Written request => Add 94 to every bounding-box coordinate in the entries running from the line containing "Label every ski pole" through the line containing "57, 107, 63, 123", and write out that whole stretch again with its other lines unchanged.

Items =>
☆ ☆ ☆ ☆ ☆

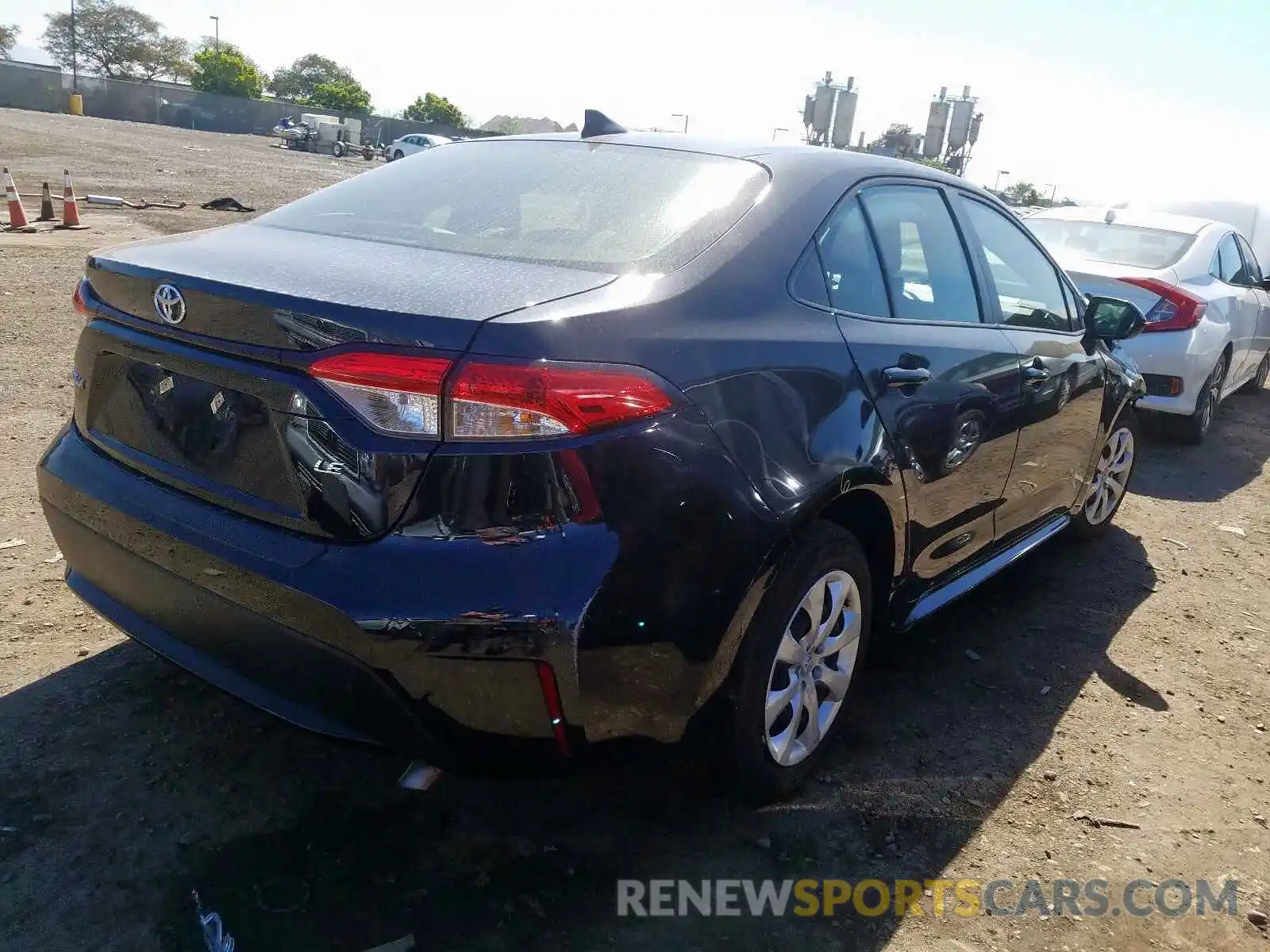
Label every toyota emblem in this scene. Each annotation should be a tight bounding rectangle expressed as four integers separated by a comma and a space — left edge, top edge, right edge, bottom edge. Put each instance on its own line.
155, 284, 186, 324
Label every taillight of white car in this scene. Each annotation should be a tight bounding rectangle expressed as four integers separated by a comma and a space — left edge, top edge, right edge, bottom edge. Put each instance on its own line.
1120, 278, 1208, 330
309, 351, 675, 440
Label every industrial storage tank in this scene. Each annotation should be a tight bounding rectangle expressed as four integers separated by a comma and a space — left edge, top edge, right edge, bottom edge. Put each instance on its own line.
970, 113, 983, 146
829, 86, 859, 148
949, 93, 974, 152
811, 85, 837, 135
922, 98, 952, 159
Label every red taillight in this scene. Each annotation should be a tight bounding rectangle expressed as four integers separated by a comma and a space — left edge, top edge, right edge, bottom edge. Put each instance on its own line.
309, 353, 449, 436
1120, 278, 1208, 330
537, 662, 569, 757
446, 360, 672, 440
71, 281, 93, 317
309, 351, 673, 440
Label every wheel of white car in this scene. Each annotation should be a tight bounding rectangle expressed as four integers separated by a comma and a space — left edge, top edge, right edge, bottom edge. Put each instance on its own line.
1168, 351, 1230, 446
1072, 406, 1138, 538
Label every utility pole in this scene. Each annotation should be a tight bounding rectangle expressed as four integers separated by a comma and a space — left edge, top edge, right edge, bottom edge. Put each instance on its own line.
71, 0, 79, 93
207, 17, 221, 93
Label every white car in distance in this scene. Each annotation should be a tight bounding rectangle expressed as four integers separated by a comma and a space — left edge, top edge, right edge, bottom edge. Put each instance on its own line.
1024, 207, 1270, 444
383, 132, 453, 163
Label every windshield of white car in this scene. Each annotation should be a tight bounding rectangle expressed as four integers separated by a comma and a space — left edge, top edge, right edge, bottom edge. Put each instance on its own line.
258, 140, 770, 273
1024, 218, 1195, 269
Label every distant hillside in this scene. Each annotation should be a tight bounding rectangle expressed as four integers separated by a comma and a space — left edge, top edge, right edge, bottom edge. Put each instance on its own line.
481, 116, 578, 136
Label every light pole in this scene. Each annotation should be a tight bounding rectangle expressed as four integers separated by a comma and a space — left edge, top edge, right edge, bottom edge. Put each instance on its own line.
207, 17, 221, 93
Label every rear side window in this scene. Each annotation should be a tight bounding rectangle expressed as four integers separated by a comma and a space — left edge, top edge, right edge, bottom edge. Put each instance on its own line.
1214, 233, 1251, 286
1234, 235, 1265, 284
815, 198, 891, 317
256, 140, 770, 273
960, 198, 1073, 332
1024, 216, 1195, 269
860, 186, 979, 322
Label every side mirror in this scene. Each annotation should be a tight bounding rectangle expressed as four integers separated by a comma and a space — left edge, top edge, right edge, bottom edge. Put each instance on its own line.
1084, 294, 1147, 340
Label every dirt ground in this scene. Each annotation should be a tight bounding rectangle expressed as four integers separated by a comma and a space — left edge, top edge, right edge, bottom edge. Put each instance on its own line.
0, 110, 1270, 952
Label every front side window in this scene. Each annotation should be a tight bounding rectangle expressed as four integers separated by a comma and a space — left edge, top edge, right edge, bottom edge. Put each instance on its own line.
260, 140, 771, 273
960, 197, 1076, 332
860, 186, 979, 324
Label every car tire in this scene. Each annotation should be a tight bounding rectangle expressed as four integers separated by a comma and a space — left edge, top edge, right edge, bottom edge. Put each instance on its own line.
1240, 354, 1270, 393
710, 522, 872, 804
1072, 406, 1141, 538
1170, 351, 1230, 447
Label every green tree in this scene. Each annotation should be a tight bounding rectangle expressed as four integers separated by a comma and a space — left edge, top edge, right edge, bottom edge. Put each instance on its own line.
189, 36, 264, 99
303, 79, 371, 113
0, 23, 17, 60
269, 53, 357, 103
1005, 182, 1043, 205
40, 0, 189, 83
405, 93, 464, 129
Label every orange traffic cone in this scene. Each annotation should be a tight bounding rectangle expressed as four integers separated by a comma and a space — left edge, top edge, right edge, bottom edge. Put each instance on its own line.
36, 182, 57, 221
4, 167, 34, 231
57, 169, 87, 231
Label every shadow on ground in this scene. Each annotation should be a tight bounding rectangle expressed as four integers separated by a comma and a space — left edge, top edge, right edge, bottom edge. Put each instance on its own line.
0, 528, 1164, 952
1133, 391, 1270, 503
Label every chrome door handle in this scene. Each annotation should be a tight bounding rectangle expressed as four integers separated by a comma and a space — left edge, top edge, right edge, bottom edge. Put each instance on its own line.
881, 367, 931, 387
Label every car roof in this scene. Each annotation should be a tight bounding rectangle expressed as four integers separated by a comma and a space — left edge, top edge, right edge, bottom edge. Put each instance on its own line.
452, 132, 986, 186
1027, 205, 1218, 235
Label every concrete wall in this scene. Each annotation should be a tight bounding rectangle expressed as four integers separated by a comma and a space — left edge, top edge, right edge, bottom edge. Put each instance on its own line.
0, 60, 479, 144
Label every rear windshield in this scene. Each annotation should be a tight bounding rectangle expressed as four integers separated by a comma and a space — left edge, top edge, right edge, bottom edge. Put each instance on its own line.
256, 140, 768, 273
1024, 218, 1195, 268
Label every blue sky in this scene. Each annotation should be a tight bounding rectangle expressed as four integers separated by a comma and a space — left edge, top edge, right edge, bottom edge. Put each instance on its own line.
0, 0, 1270, 201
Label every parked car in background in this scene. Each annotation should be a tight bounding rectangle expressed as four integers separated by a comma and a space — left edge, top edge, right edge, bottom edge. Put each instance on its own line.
1026, 207, 1270, 443
1129, 201, 1270, 282
38, 123, 1143, 798
383, 132, 453, 163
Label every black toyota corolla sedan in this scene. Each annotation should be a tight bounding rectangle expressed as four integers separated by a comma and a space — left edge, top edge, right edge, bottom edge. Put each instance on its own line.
38, 114, 1141, 798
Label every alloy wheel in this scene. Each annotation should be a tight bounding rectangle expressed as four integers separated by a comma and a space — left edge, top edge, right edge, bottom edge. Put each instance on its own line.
1084, 427, 1134, 525
1199, 354, 1226, 434
764, 570, 861, 766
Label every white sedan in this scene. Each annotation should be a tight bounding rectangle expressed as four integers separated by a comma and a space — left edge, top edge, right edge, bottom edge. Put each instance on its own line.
1024, 207, 1270, 443
383, 132, 453, 163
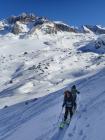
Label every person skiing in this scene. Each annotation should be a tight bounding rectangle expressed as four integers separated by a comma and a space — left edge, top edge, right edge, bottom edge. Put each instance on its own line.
62, 90, 73, 122
71, 85, 80, 111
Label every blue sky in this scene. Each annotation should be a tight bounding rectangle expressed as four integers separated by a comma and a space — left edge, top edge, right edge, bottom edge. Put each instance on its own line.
0, 0, 105, 26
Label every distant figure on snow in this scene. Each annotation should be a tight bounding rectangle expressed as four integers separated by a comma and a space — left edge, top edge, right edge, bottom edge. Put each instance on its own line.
62, 90, 74, 121
71, 85, 80, 110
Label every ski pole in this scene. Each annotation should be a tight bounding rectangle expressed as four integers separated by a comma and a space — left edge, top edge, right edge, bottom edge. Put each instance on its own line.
57, 107, 63, 123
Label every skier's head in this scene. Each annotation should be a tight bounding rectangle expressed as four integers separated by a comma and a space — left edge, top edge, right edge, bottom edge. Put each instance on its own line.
72, 85, 76, 89
64, 90, 72, 98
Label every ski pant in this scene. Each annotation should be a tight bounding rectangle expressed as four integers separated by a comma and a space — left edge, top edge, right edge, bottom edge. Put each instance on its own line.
64, 107, 73, 121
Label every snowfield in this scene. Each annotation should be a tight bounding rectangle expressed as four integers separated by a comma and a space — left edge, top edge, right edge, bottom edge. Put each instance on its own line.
0, 24, 105, 140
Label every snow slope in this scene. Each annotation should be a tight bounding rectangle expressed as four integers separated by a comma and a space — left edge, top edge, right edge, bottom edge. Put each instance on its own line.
0, 18, 105, 140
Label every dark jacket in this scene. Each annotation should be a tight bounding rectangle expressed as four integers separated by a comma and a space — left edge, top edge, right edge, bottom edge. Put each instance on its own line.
62, 94, 74, 107
71, 88, 80, 102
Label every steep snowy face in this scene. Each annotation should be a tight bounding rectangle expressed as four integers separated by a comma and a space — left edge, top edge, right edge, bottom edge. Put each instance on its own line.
0, 13, 76, 35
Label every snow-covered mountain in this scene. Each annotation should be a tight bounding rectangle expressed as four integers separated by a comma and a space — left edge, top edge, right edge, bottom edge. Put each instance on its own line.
0, 13, 105, 38
0, 13, 105, 140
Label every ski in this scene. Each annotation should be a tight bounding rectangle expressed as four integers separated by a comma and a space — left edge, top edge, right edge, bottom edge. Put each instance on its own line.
59, 120, 71, 129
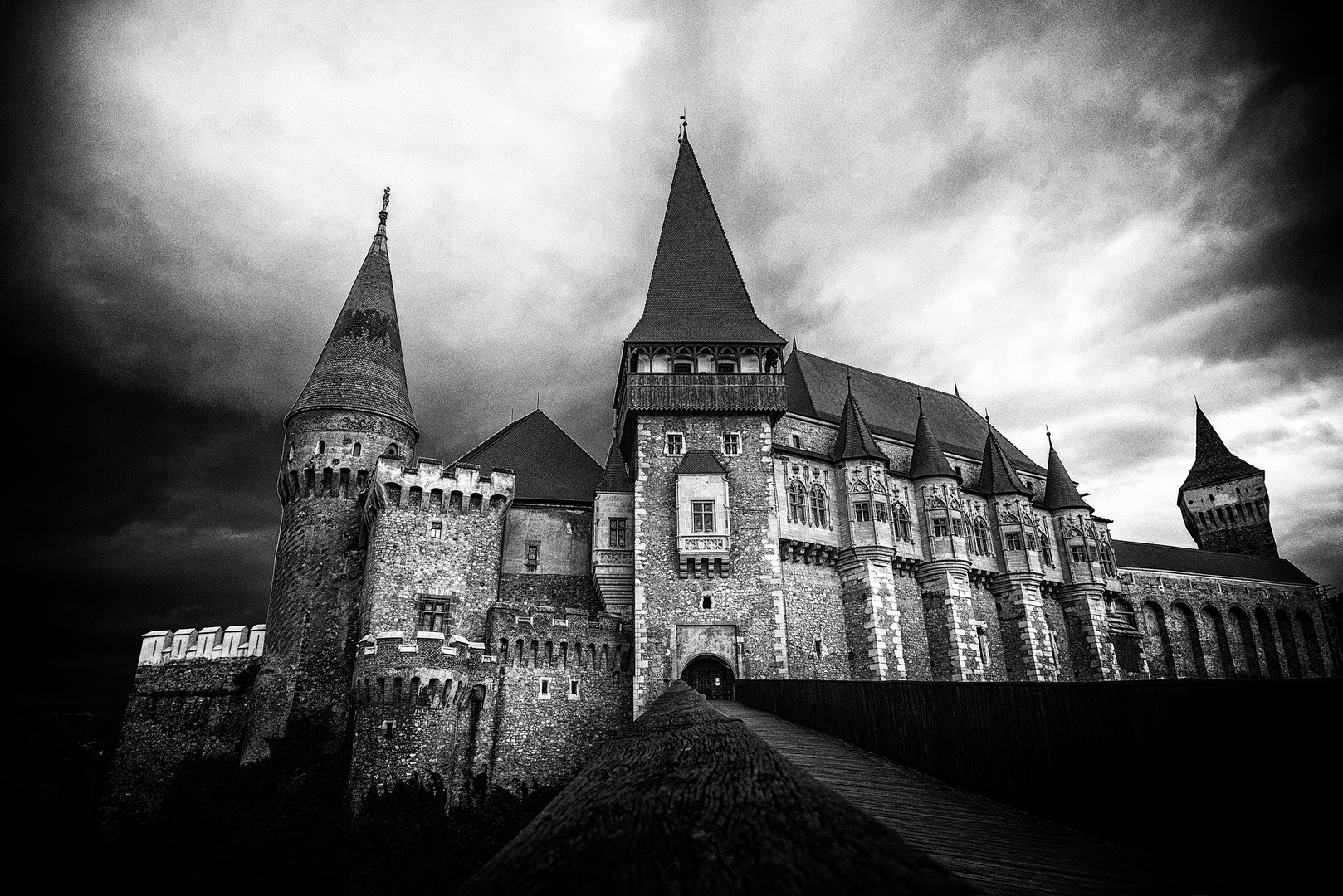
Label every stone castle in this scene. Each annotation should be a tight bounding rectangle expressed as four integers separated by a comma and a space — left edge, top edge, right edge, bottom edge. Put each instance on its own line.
111, 130, 1341, 811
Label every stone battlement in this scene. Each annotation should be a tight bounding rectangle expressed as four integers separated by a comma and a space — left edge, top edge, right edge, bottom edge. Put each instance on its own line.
139, 625, 266, 666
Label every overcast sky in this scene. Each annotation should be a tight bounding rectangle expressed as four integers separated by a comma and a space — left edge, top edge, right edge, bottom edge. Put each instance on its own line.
0, 2, 1343, 711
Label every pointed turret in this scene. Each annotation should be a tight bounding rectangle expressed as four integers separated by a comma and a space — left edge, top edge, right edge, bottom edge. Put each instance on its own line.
626, 134, 784, 347
830, 388, 886, 460
909, 397, 956, 480
1176, 401, 1277, 558
979, 416, 1026, 495
596, 439, 634, 494
1045, 431, 1096, 514
1179, 402, 1264, 492
285, 191, 419, 434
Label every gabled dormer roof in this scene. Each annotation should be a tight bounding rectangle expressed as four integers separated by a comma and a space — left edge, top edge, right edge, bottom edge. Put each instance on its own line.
676, 449, 728, 475
1043, 436, 1096, 512
979, 425, 1032, 495
626, 136, 786, 345
830, 390, 886, 460
285, 193, 419, 434
596, 439, 634, 494
909, 401, 956, 480
1179, 403, 1264, 492
461, 408, 602, 504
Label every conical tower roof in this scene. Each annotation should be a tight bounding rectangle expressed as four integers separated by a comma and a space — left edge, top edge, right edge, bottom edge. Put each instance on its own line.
979, 426, 1030, 494
1043, 438, 1096, 512
285, 191, 419, 436
596, 439, 634, 494
909, 399, 956, 480
1179, 402, 1264, 492
830, 390, 886, 460
626, 133, 786, 345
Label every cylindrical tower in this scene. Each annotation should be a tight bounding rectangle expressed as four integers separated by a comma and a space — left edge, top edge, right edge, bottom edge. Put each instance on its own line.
243, 189, 419, 762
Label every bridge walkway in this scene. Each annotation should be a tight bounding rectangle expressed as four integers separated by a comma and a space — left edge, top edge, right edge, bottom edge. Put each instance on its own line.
709, 700, 1214, 896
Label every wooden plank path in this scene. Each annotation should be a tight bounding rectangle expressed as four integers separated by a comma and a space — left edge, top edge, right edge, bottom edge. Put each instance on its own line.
709, 701, 1214, 896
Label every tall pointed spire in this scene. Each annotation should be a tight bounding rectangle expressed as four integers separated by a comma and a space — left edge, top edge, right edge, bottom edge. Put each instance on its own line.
979, 414, 1032, 494
596, 439, 634, 494
626, 128, 786, 347
830, 386, 886, 460
909, 395, 956, 480
1043, 429, 1096, 512
1179, 399, 1264, 492
285, 188, 418, 432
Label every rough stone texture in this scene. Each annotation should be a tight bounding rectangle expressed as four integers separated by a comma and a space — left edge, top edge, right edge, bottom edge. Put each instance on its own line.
489, 606, 634, 792
105, 657, 261, 820
634, 414, 787, 714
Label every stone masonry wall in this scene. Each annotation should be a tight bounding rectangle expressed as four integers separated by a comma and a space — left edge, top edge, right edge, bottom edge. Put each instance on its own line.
634, 414, 787, 714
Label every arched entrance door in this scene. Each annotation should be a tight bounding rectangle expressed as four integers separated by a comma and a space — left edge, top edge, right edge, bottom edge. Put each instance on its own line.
681, 657, 733, 700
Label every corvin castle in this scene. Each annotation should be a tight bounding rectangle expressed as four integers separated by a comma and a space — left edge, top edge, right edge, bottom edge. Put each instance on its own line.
111, 132, 1341, 811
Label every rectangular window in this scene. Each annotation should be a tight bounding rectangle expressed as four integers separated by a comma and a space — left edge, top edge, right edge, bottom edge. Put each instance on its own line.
415, 594, 448, 631
691, 501, 717, 532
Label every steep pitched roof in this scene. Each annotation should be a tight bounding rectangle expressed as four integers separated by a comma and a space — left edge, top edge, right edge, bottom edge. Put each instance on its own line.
1113, 538, 1316, 586
626, 137, 784, 345
285, 202, 419, 432
596, 439, 634, 494
1179, 404, 1264, 492
979, 421, 1032, 495
676, 449, 728, 475
461, 410, 603, 504
1043, 439, 1096, 510
783, 351, 1045, 475
909, 403, 956, 480
830, 392, 886, 460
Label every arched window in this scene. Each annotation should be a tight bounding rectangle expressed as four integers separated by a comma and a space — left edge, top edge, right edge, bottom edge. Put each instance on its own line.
1171, 603, 1208, 679
1100, 542, 1119, 579
1254, 607, 1282, 679
971, 517, 989, 556
1204, 605, 1236, 679
789, 480, 807, 525
1273, 610, 1301, 679
893, 504, 913, 542
811, 482, 830, 529
1296, 610, 1324, 679
1143, 601, 1175, 679
1232, 607, 1264, 679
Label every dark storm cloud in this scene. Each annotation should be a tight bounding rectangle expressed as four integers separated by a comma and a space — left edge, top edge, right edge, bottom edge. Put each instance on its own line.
0, 2, 1343, 705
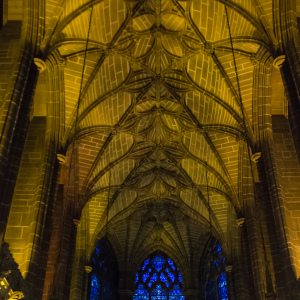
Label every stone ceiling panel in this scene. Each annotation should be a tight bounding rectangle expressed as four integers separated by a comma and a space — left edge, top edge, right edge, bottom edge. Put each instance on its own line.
40, 0, 269, 257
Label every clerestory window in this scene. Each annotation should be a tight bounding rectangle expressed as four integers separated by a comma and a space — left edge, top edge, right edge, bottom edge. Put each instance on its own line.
133, 252, 184, 300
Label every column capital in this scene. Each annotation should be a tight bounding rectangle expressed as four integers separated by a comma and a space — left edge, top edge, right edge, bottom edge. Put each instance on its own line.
84, 266, 93, 274
73, 219, 80, 227
56, 154, 67, 165
33, 57, 46, 73
273, 55, 285, 69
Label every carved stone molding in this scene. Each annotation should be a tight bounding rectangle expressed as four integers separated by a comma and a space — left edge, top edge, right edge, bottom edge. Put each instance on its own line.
33, 57, 46, 73
273, 55, 285, 69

☆ ☆ ☆ ☆ ☆

Answer for the task =>
Label every ski pole in this scene. Each annotation should be a tight bounding rectangle expressed as four integers separated by a comma and a space — left edge, top edge, right edge, bottom edge. Put each instance on its own line.
151, 201, 157, 217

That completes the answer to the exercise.